Indiana Senate Bill 1, signed into law by Governor Eric Holcomb on May 5, 2019, made significant changes to laws affecting foster care, kinship care and Child in Need of Services (CHINS) court proceedings. The Indiana General Assembly enacted the legislation in response to an assessment of the Indiana Department of Child Services (DCS) conducted by the Child Welfare Policy and Practice Group (CWG) and the work of the Interim Study Committee on Courts and the Judiciary (the Study Committee). The CWG recommendations focused primarily on the “front end” of the child welfare service continuum, including availability of prevention services, the statutory definition of neglect, family engagement in services, response times, caseload standards, agency culture and recruitment and retention of frontline staff, among other issues. The Study Committee examined many of the issues raised in the CWG report but was also charged with studying high rates of foster parent turnover.
A PDF copy of this summary is available here.
Senate Bill 1 has the following provisions:
- Requires that all decisions made by DCS or courts be made in consideration of the best interests of the child.
- Requires that DCS provide family case managers with telephone contacts to assist them in finding suitable placements for children 24 hours a day, seven days a week.
- Allows DCS to exceed a foster home’s capacity if a child is being placed in the home for a second or subsequent time, the placement would not cause the home to be out of compliance with federal law, and the placement would not pose a safety risk.
- Allows a foster parent, long-term foster parent or former foster parent to petition the court to intervene as a party to a CHINS proceeding or termination of parental rights (TPR) proceeding. Allows the court to grant or deny the petition with or without a hearing, except that a hearing must be held in the following circumstances:
- The petitioner is a long-term foster parent and a TPR petition has been filed, the petitioner has filed a petition to adopt the child, or the court ordered permanency plan is no longer reunification.
- In a TPR proceeding if the petitioner is a long-term foster parent.
Requires the court to grant a petition to intervene if it determines that intervention is in the best interests of the child.
- Creates an exception to the statutory definition of neglect for parents who are financially unable to supply the child with necessary food, clothing or shelter, and who have not failed, refused or demonstrated an inability to seek financial or other reasonable means to do so.
- Requires caseworkers to exercise due diligence to identify all adult relatives of a child recommended to the court for out-of-home placement.
- Requires that pre-dispositional reports prepared by DCS include a description of the due diligence efforts made to identify adult relatives of the child.
- Requires the court to include in a dispositional decree an order that DCS continue exercising due diligence to identify adult relatives until the child has been in a placement for at least 12 months.
- Requires court reports required at case reviews for children in care for less than 12 months to include an explanation of DCS’s ongoing effort to identify adult relatives.

WHAT IS REQUIRED: According to the Senate Bill 1 summary, what conditions must all be met before DCS may exceed a foster home's capacity? List each one. Rely only on the summary of Senate Bill 1 when responding.

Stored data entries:
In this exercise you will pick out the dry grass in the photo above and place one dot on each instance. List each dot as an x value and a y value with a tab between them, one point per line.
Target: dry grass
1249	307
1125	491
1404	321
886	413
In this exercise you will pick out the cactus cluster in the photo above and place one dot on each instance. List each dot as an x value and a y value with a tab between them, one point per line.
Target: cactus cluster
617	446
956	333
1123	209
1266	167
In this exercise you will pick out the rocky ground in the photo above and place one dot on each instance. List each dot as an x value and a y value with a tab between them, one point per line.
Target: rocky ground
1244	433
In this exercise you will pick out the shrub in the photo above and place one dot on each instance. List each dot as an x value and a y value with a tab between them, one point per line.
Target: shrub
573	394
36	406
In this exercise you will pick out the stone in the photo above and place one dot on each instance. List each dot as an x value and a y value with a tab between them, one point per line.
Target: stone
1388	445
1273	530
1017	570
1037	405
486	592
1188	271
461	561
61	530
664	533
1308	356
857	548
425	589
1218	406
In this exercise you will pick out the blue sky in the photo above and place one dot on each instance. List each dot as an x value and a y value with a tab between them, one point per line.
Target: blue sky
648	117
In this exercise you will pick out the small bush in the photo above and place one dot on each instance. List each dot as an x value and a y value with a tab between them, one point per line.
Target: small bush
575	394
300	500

WRITTEN ANSWER:
- A child is being placed in the home for a second or subsequent time.
- The placement would not cause the home to be out of compliance with federal law.
- The placement would not pose a safety risk.